§ INPUT MATERIAL:

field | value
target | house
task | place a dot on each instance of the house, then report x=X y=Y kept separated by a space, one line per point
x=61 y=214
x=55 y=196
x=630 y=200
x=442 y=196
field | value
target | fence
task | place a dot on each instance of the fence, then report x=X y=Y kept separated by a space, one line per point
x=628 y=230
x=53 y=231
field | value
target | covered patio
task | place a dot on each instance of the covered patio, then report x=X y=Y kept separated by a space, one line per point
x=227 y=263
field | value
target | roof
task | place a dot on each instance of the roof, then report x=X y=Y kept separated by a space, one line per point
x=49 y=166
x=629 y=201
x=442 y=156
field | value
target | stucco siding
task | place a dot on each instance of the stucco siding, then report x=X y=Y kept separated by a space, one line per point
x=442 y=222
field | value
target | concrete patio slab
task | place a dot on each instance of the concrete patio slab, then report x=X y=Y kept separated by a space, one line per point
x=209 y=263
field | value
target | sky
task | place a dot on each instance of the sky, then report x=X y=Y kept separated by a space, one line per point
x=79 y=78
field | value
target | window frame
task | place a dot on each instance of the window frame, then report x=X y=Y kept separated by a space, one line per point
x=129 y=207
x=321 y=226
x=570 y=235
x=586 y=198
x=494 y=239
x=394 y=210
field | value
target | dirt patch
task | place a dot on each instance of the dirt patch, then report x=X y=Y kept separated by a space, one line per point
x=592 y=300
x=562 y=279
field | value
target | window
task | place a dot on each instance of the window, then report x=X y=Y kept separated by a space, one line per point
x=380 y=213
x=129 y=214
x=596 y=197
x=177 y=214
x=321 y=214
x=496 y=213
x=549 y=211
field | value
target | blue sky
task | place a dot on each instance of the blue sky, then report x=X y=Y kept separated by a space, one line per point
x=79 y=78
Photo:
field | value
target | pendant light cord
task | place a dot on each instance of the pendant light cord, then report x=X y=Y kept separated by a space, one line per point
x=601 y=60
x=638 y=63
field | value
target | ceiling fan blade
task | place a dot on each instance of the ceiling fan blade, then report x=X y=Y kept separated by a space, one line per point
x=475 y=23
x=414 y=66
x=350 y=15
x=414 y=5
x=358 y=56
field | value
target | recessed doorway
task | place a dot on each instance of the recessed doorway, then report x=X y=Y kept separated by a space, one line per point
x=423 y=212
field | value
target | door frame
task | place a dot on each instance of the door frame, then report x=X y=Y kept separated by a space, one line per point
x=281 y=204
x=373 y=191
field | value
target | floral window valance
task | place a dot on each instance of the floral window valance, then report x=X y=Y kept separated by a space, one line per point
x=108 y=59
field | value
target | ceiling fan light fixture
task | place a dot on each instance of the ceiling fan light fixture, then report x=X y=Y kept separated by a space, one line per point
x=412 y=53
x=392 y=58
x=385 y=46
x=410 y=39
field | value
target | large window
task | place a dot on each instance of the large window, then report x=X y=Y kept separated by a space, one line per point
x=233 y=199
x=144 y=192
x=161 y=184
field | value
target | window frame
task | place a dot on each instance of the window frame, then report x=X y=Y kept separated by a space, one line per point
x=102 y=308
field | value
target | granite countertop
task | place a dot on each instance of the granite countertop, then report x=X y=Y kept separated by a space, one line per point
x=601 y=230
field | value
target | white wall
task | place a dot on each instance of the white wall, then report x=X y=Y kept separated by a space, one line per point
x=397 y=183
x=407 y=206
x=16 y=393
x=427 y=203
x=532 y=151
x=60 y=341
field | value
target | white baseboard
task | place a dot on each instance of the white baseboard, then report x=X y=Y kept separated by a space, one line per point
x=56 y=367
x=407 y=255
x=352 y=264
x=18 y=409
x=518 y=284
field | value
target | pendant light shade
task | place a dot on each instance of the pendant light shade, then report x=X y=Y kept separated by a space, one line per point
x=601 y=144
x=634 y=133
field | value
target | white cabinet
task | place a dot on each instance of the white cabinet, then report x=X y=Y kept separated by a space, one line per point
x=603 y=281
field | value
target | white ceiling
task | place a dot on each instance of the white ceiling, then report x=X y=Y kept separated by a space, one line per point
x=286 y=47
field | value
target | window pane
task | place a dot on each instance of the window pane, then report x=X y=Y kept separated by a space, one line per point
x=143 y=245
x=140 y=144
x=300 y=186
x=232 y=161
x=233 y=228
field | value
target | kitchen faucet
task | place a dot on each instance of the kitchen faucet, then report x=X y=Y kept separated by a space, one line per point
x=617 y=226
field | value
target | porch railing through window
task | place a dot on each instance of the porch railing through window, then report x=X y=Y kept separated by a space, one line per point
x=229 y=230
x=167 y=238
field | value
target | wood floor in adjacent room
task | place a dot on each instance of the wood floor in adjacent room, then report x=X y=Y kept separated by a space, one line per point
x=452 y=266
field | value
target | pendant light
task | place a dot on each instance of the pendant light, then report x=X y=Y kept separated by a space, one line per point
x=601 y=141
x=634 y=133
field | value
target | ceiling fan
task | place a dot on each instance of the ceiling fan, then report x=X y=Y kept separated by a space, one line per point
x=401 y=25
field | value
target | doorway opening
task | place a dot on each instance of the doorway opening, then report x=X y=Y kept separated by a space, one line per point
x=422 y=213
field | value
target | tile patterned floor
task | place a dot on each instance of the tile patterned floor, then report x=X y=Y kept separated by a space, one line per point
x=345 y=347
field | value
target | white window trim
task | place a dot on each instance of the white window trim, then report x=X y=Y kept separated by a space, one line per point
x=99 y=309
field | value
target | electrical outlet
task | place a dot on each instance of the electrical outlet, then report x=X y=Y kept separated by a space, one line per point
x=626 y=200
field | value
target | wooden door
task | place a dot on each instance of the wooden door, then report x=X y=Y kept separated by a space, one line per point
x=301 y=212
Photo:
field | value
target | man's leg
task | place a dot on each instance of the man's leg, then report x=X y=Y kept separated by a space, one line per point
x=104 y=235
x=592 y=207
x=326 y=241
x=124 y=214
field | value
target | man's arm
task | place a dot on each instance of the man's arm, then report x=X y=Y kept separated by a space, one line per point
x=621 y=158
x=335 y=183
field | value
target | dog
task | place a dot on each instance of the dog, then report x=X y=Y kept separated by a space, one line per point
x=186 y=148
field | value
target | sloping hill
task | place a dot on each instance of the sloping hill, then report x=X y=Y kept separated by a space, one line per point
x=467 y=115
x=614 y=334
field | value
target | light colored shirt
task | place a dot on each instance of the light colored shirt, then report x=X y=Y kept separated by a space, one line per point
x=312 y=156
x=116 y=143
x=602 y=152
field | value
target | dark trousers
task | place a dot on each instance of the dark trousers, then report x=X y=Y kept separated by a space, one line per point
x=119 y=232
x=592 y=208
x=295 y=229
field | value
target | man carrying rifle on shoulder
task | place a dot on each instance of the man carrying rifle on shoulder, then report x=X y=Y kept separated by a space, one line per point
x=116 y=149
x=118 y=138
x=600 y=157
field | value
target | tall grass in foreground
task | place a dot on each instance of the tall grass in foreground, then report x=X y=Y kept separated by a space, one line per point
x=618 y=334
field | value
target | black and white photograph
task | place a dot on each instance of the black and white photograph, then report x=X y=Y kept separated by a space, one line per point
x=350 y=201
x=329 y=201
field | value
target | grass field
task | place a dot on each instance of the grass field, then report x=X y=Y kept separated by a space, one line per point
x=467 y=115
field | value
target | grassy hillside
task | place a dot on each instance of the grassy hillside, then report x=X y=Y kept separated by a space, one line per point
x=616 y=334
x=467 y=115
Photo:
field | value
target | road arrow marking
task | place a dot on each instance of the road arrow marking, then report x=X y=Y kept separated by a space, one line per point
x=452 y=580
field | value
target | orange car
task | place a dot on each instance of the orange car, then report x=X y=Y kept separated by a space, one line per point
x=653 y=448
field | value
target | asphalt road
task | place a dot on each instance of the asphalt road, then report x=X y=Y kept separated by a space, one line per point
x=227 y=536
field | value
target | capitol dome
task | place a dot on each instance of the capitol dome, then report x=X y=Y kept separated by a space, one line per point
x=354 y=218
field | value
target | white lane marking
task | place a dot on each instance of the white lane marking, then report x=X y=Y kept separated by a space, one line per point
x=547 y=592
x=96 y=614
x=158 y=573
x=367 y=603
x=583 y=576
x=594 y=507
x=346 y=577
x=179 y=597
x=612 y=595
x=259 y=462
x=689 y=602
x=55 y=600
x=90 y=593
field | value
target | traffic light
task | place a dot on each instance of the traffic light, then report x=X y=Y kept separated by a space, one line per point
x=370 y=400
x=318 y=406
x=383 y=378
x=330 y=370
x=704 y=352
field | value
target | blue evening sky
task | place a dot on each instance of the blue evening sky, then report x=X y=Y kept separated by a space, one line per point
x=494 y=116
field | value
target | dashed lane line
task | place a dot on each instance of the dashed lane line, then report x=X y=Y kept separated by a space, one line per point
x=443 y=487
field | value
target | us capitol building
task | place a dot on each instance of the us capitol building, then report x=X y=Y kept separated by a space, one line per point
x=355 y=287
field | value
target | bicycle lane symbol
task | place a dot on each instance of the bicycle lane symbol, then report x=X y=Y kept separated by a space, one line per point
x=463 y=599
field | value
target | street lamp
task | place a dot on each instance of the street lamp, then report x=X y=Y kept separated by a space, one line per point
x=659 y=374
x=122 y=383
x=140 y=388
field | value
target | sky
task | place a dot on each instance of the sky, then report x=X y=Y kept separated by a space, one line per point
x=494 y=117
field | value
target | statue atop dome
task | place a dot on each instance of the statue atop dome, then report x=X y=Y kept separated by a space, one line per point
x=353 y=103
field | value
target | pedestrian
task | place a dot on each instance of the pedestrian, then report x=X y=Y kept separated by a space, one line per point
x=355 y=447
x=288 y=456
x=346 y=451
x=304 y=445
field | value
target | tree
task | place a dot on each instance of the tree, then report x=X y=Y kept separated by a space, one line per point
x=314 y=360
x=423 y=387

§ REQUEST: Starting with the first line of the entries and going on through the line with "x=442 y=156", write those lines out again, changing "fence" to "railing" and leaving everything else as it is.

§ RIGHT ANSWER:
field | value
target | house
task | place a dot on each instance of the house, then report x=X y=Y kept separated by a space, one line per point
x=61 y=214
x=55 y=196
x=630 y=200
x=442 y=196
field | value
target | railing
task | place a dot on each instance of the railing, then report x=X y=Y kept separated by a space, one line per point
x=628 y=230
x=53 y=231
field | value
target | covered patio
task | place a dot on each instance of the covered patio, then report x=X y=Y kept separated by a space, one line per point
x=227 y=263
field | value
target | roof
task | place a dot on each instance of the roof, then report x=X y=Y kept separated by a space, one line per point
x=49 y=166
x=629 y=201
x=442 y=156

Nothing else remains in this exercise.